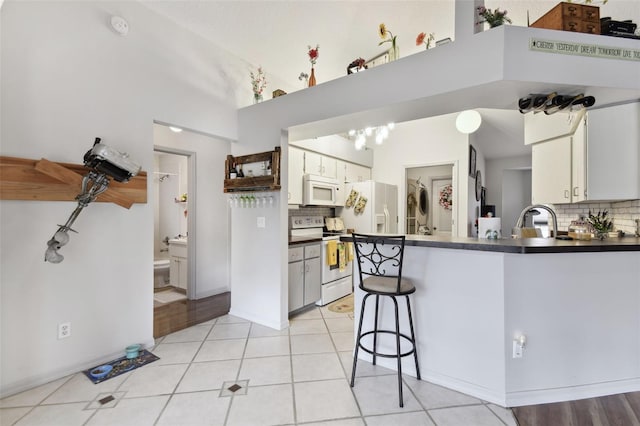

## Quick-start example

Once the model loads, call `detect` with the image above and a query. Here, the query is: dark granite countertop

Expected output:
[289,236,322,246]
[340,235,640,254]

**Task objective**
Convert the lines above into a JSON list of strings, with one string per line and blank lines omitted. Leave the picture out.

**Response**
[
  "## Quick-start example",
  "Once the model loads, call `detect` with the image above and a query. Here, the query is: dark granite countertop",
  "Expected output:",
  "[289,236,322,246]",
  "[340,235,640,254]"
]